Please reproduce every record, keeping each one exactly as written.

Start of Block

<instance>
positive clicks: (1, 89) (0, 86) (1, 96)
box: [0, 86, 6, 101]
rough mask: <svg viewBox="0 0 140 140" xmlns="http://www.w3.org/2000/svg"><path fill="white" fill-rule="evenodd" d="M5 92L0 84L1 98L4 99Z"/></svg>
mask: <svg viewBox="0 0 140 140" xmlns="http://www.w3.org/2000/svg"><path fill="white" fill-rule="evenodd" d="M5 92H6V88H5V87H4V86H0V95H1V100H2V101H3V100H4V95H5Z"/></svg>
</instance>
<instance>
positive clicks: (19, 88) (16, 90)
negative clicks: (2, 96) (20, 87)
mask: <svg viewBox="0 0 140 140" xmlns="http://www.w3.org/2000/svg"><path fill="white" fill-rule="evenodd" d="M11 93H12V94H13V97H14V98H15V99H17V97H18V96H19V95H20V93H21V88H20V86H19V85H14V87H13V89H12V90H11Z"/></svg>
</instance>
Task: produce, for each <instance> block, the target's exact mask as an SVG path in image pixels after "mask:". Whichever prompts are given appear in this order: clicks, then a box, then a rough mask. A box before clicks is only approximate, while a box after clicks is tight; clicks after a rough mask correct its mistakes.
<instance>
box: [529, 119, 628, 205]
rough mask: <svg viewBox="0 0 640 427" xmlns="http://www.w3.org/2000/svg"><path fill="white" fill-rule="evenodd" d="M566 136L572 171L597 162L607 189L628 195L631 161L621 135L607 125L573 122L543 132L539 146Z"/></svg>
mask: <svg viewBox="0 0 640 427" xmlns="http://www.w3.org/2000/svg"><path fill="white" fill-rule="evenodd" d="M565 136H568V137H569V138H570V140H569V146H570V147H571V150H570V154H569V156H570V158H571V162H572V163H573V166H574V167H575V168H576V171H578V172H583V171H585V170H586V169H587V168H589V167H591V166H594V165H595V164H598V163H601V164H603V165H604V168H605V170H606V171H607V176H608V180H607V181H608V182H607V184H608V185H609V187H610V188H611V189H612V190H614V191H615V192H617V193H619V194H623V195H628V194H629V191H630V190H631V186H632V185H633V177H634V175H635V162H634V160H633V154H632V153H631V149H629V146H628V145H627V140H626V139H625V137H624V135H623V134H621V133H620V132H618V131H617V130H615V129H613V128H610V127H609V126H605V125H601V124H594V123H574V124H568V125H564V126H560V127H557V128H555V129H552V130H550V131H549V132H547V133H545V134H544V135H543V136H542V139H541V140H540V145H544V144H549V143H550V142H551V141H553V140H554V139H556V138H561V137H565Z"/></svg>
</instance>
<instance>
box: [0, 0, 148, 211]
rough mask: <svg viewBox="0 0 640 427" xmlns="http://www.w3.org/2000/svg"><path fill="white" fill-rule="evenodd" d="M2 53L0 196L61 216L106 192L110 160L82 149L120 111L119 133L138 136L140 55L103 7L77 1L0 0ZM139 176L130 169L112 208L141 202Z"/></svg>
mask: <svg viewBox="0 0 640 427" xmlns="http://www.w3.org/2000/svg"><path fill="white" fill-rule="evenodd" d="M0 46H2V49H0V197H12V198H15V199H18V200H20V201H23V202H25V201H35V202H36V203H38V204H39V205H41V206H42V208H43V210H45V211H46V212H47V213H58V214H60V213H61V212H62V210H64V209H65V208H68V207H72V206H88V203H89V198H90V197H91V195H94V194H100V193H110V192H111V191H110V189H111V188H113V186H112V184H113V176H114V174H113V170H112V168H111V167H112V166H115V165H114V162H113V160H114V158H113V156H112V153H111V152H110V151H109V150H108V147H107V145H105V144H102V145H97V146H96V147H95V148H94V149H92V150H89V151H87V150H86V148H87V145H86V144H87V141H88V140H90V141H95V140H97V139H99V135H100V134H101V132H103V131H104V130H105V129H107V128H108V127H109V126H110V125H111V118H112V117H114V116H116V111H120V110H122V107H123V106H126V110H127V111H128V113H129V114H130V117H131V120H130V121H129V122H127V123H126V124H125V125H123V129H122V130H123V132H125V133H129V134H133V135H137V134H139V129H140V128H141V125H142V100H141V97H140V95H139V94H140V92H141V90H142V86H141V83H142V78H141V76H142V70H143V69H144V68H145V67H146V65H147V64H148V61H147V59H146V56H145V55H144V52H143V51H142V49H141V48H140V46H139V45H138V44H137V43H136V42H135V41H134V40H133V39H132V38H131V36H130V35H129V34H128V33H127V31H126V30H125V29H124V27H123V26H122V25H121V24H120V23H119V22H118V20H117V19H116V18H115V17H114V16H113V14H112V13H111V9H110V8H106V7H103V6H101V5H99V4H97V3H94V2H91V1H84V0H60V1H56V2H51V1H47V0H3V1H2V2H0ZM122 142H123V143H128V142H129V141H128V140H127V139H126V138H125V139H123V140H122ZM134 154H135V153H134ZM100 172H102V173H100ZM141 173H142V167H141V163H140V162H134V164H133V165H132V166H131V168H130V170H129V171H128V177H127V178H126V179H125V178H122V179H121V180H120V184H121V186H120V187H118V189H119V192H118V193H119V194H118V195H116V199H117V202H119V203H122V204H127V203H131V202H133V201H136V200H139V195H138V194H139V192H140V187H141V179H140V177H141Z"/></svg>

End of Block

◆ **Response**
<instance>
positive clicks: (1, 89) (0, 86) (1, 96)
box: [0, 86, 6, 101]
rough mask: <svg viewBox="0 0 140 140" xmlns="http://www.w3.org/2000/svg"><path fill="white" fill-rule="evenodd" d="M5 92L0 84L1 98L4 99Z"/></svg>
mask: <svg viewBox="0 0 140 140" xmlns="http://www.w3.org/2000/svg"><path fill="white" fill-rule="evenodd" d="M5 92H6V88H5V87H4V86H0V95H1V100H2V101H3V100H4V95H5Z"/></svg>
</instance>
<instance>
positive clicks: (19, 88) (16, 90)
negative clicks: (2, 96) (20, 87)
mask: <svg viewBox="0 0 140 140" xmlns="http://www.w3.org/2000/svg"><path fill="white" fill-rule="evenodd" d="M11 93H12V94H13V97H14V98H15V99H17V97H18V96H19V95H20V93H21V88H20V86H19V85H14V87H13V89H12V90H11Z"/></svg>
</instance>
Task: produce, for each <instance> block, the target's exact mask as an SVG path in image pixels after "mask:". Whichever prompts are given appear in this order: clicks, then a box, then a rough mask. A box before clicks is only approximate, while a box after clicks is tight; clicks after a rough mask correct its mistakes.
<instance>
box: [529, 119, 628, 205]
rough mask: <svg viewBox="0 0 640 427" xmlns="http://www.w3.org/2000/svg"><path fill="white" fill-rule="evenodd" d="M566 136L572 171L597 162L607 189L628 195L631 161L621 135L607 125L573 122L543 132L539 146Z"/></svg>
mask: <svg viewBox="0 0 640 427" xmlns="http://www.w3.org/2000/svg"><path fill="white" fill-rule="evenodd" d="M565 136H568V137H569V138H570V140H569V146H570V147H571V150H570V154H569V156H570V158H571V162H572V163H573V166H574V167H575V168H576V171H578V172H583V171H585V170H586V169H587V168H589V167H591V166H594V165H595V164H598V163H601V164H603V165H604V168H605V170H606V171H607V176H608V180H607V181H608V182H607V184H608V185H609V187H610V188H611V189H612V190H614V191H615V192H617V193H619V194H623V195H628V194H629V191H630V190H631V186H632V185H633V177H634V175H635V162H634V160H633V154H632V153H631V149H629V146H628V145H627V140H626V139H625V137H624V135H623V134H621V133H620V132H618V131H617V130H615V129H613V128H610V127H609V126H605V125H601V124H594V123H574V124H568V125H564V126H560V127H557V128H555V129H552V130H550V131H549V132H547V133H545V134H544V135H543V136H542V139H541V140H540V145H544V144H549V143H550V142H551V141H553V140H554V139H556V138H561V137H565Z"/></svg>
</instance>
<instance>
box: [0, 0, 148, 211]
rough mask: <svg viewBox="0 0 640 427" xmlns="http://www.w3.org/2000/svg"><path fill="white" fill-rule="evenodd" d="M2 53L0 196L61 216L106 192L110 160L82 149L120 111L119 133L138 136L140 55L103 7L77 1L0 0ZM139 176L130 169L112 208L141 202Z"/></svg>
mask: <svg viewBox="0 0 640 427" xmlns="http://www.w3.org/2000/svg"><path fill="white" fill-rule="evenodd" d="M0 46H2V49H0V197H12V198H15V199H18V200H20V201H23V202H25V201H35V202H36V203H38V204H39V205H41V206H42V208H43V210H45V211H46V212H47V213H58V214H60V213H61V212H62V210H64V209H65V208H68V207H72V206H88V203H89V198H90V197H91V195H94V194H100V193H110V192H111V191H110V189H111V188H113V186H112V184H113V176H114V174H113V170H112V168H111V167H112V166H115V165H114V162H113V160H114V158H113V156H112V153H111V152H110V151H109V150H108V147H107V145H105V144H102V145H97V146H96V147H95V148H94V149H92V150H89V151H87V150H86V148H87V145H86V144H87V141H88V140H90V141H95V140H97V139H99V135H100V134H101V132H103V131H104V130H105V129H107V128H108V127H109V126H110V125H111V118H112V117H114V116H116V111H120V110H122V107H123V106H126V110H127V111H128V113H129V114H130V117H131V120H130V121H129V122H127V123H126V124H125V125H123V129H122V130H123V132H125V133H129V134H133V135H137V134H139V129H140V128H141V125H142V100H141V97H140V95H139V94H140V92H141V90H142V86H141V83H142V78H141V76H142V70H143V69H144V68H145V67H146V65H147V64H148V61H147V59H146V56H145V55H144V52H143V51H142V49H141V48H140V46H139V45H138V44H137V43H136V42H135V41H134V40H133V39H132V38H131V36H130V35H129V34H128V33H127V31H126V30H125V29H124V27H123V26H122V25H121V24H120V23H119V22H118V20H117V19H116V18H115V17H114V16H113V14H112V13H111V9H110V8H106V7H103V6H101V5H99V4H97V3H94V2H91V1H84V0H60V1H56V2H51V1H47V0H3V1H2V2H0ZM122 142H123V143H128V142H129V141H128V140H127V139H126V138H125V139H123V140H122ZM134 154H135V153H134ZM100 172H102V173H100ZM141 173H142V167H141V163H140V162H134V164H133V165H132V166H131V168H130V170H129V171H128V177H127V178H126V179H125V178H122V179H121V180H120V184H121V186H120V187H118V189H119V192H118V193H119V194H118V195H116V199H117V202H119V203H122V204H127V203H131V202H133V201H136V200H139V195H138V194H139V192H140V187H141V179H140V177H141Z"/></svg>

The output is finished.